**Kaynak Metin:**
Son birkaç yıldır daha evvelkinden çok farklı bir senaryo konmuş tezgâha Kıbrıs’ta.
2003, 2003 ve 2004 yılındakinden bayağı farklı bu.
O yıllarda da çok uğraşılmıştı Kıbrıs Türk’ünün kafasını çelmek için ve başarmışlardı da.
O dönemde ortaya mantar gibi çıkan Sivil Toplum Örgütlerine, hem Avrupa Birliği hem de ABD bayağı para dökmüştü, kendilerinin “Rüşvet” olarak tanımlamadıkları ve adını da “hibe, yardım, burs, komisyon, tüm masrafları ödenmiş seyahatler ve geri dönüşü istenmeyen kredi” koydukları parasal menfaatlerle.

**Kayıt Kümesi:**
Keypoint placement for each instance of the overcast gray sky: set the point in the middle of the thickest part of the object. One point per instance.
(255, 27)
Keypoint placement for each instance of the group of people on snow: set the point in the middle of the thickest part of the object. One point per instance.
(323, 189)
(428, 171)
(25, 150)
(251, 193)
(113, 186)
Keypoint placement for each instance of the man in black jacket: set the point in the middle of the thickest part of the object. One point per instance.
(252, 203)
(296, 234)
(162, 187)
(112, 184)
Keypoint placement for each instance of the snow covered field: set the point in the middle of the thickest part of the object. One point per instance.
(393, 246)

* * *

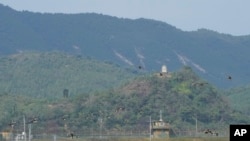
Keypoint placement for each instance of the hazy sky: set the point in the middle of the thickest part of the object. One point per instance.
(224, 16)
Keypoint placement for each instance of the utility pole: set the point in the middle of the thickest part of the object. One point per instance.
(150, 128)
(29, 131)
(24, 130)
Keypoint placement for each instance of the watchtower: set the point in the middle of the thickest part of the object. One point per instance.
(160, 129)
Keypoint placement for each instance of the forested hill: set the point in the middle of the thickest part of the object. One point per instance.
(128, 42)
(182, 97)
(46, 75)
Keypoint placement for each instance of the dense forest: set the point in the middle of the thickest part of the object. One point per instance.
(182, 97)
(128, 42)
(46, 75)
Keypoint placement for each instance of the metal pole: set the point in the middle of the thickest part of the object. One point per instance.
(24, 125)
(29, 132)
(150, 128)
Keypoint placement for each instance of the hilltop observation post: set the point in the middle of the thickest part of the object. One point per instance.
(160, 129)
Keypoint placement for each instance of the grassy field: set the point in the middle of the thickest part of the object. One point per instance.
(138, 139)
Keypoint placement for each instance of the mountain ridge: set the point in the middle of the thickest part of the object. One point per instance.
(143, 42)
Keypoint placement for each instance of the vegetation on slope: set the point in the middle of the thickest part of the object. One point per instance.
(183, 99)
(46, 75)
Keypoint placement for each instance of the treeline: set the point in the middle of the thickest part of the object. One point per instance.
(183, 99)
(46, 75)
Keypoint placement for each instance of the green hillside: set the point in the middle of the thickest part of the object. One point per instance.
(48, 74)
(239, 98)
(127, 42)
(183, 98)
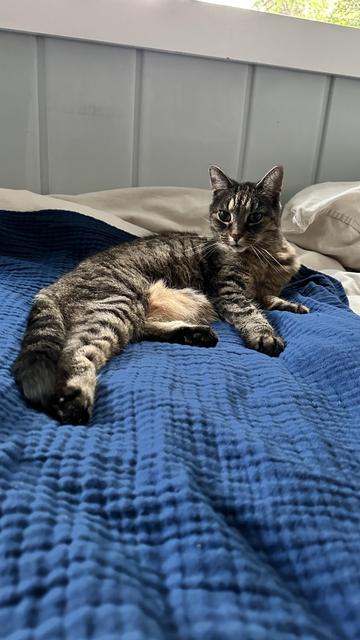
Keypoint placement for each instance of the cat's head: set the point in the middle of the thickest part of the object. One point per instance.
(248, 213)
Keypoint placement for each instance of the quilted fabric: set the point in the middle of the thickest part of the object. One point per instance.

**Yapılacak Alıştırmalar:**
1. Kıbrıs üzerine yazılmış metinde "Son birkaç yıldır" sözleriyle başlayıp "ve başarmışlardı da." sözlerine kadar süren bölümü harfi harfine aktarın.
2. Kıbrıs üzerine yazılmış metne göre aşağıdaki soruları yanıtlayın:
(a) O yıllarda ne için çok uğraşılmıştı?
(b) Sivil Toplum Örgütlerine hangi iki taraf para dökmüştü?
(c) Parayı verenler bu parasal menfaatleri hangi adla tanımlamıyordu?
3. Kıbrıs üzerine yazılmış metni kaldığı yerden devam ettirin.

**Alıştırma Sonuçları:**
1.
Son birkaç yıldır daha evvelkinden çok farklı bir senaryo konmuş tezgâha Kıbrıs’ta.
2003, 2003 ve 2004 yılındakinden bayağı farklı bu.
O yıllarda da çok uğraşılmıştı Kıbrıs Türk’ünün kafasını çelmek için ve başarmışlardı da.

2.
(a) Kıbrıs Türk'ünün kafasını çelmek için.
(b) Avrupa Birliği ve ABD.
(c) "Rüşvet" olarak.

3.
En sonunda da 24 Nisan 2004’de yapılan Annan Planı Referandumunda kararsızların ve paragözlerin oylarını “Evet” yönüne çevirmeyi başarmışlardı.
Bu oylar mevcut “Evet”çilerin oyları ile birleşince de Kıbrıslı Türklerin güya kendi iradeleri ile %65 oranında Referandumda “Evet” dedikleri savını ortaya atmışlardı.
Allah’tan Rumlar “Hayır” dedi ve KKTC’yi tarihten silmek zorunda kalarak Egemenliğimiz ile Özgürlüğümüzü Rumlara teslim etmedik.
Şimdi o dönem mantar gibi biten Sivil Toplum Örgütlerinden eser yok. Paraların akıtıldığı o yıllarda her gün bir başka faaliyette bulunan bu örgütler şimdilerde buhar olup uçmuş durumdalar.
Aradan geçen yıllar içinde Kıbrıslı Türkler gerçeği gördüklerinden, aynı senaryoyu günümüzde tezgâha koyamıyorlar.
Şimdi aynı senaristler bir başka senaryo yazdılar.
Bu tezgâhın ana hedefi gene Kıbrıslı Türkleri Türkiye’den koparmak amaçlı ama bu sefer yöntem farklı.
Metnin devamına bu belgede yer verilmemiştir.